- _REQUIREMENT_: Would you give the records below again, exactly and completely?

- _DATA FOR REVIEW_:

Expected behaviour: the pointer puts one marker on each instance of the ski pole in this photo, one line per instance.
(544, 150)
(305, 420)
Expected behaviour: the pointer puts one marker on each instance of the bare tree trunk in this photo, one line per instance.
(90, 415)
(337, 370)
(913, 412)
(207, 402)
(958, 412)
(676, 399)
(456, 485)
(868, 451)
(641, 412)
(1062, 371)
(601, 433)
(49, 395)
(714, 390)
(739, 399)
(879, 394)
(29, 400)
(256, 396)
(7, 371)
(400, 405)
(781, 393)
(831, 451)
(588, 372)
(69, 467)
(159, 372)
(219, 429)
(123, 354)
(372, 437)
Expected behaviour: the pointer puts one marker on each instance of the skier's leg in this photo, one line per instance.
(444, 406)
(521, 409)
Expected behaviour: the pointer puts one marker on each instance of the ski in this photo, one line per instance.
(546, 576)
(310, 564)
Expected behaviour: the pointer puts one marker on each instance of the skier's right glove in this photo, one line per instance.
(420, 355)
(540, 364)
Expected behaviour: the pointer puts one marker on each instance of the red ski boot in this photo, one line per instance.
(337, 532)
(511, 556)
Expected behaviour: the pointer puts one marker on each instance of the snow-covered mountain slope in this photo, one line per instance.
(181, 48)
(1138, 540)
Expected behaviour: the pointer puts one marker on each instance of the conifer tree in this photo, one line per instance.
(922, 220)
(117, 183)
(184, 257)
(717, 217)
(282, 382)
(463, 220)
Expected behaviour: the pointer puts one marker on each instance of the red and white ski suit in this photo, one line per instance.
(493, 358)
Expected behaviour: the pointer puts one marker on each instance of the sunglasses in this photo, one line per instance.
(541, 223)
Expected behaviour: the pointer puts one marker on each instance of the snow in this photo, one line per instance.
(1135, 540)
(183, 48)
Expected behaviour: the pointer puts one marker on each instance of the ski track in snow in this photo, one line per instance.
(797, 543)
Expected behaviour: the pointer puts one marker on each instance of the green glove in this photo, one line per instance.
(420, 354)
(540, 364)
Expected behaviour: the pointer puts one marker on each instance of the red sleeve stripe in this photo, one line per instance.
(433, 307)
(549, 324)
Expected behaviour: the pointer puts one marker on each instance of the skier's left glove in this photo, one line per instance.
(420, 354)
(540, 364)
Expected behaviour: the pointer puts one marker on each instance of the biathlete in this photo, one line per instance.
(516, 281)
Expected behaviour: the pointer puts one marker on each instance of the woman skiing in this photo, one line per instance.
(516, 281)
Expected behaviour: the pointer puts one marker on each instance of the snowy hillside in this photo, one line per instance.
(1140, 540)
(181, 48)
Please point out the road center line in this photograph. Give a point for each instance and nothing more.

- _RESPONSE BELOW_:
Expected behaviour: the pointer puts one marker on each instance of the ski pole in this photo, one line per instance.
(544, 150)
(305, 420)
Expected behaviour: the pointer puts one marker on each instance of the bare tree trunk in this photo, one line per instance.
(90, 415)
(337, 370)
(913, 412)
(207, 402)
(958, 412)
(676, 399)
(456, 485)
(868, 451)
(641, 412)
(1062, 371)
(601, 433)
(49, 395)
(714, 390)
(739, 399)
(879, 394)
(29, 400)
(256, 396)
(7, 371)
(400, 405)
(781, 393)
(831, 451)
(588, 372)
(69, 467)
(159, 372)
(219, 429)
(123, 354)
(372, 437)
Expected behaviour: the pointer puts one marker on each instance of the skier's leg in this photo, one line per instance.
(444, 406)
(521, 409)
Expected behaviour: the pointer puts one marker on each instance of the ski in this photo, one line per instance.
(546, 576)
(310, 564)
Expected behaviour: the pointer puts one marker on each instance of the skier's right glove in this photo, one line per instance.
(420, 355)
(540, 364)
Expected behaviour: the pointer puts one marker on each instance of the red ski boot in this photo, one line per instance.
(337, 532)
(511, 556)
Expected behaviour: the pointer puts one marker on each instance of the snow-covered mountain slope in this photo, one line per instance.
(181, 48)
(1138, 540)
Expected behaviour: the pointer puts one marker on each instance of the conifer tree in this photo, one line per instance.
(922, 220)
(117, 183)
(184, 257)
(717, 217)
(282, 382)
(463, 220)
Expected behaviour: the pointer puts one marker on each instance of the red and white ski suit in this photo, one line per instance.
(493, 358)
Expected behaviour: the pointer puts one marker on each instance of the sunglasses in this photo, one line per instance.
(541, 223)
Expected behaviour: the pointer puts one marker on each instance of the snow in this photo, one line per instance.
(1135, 540)
(183, 48)
Expected behaviour: the pointer puts one marker on each instance of the ski track in snow in this photo, one line per instance.
(797, 543)
Expected behaviour: the pointer puts one marker on each instance of the green glove in this photo, one line per instance.
(420, 354)
(540, 364)
Expected behaviour: the pointer puts one marker on each instance of the red sleeve stripe in this photo, one line per instance.
(433, 307)
(549, 324)
Expected behaviour: the pointer puts one marker on each instance of the skier's left glove in this photo, one line per instance.
(420, 354)
(540, 364)
Expected behaviour: the pointer puts one marker on each instance of the biathlete in this photo, one line per instance.
(516, 281)
Expected behaviour: the pointer puts one marker on each instance of the woman skiing in this photo, one line per instance.
(516, 281)
Expected behaviour: the pointer puts one marker on each instance of the snowy hillside in this photo, one line per instance.
(1140, 540)
(181, 48)
Please point out the road center line in this photograph. Give a point for each instance and nothing more.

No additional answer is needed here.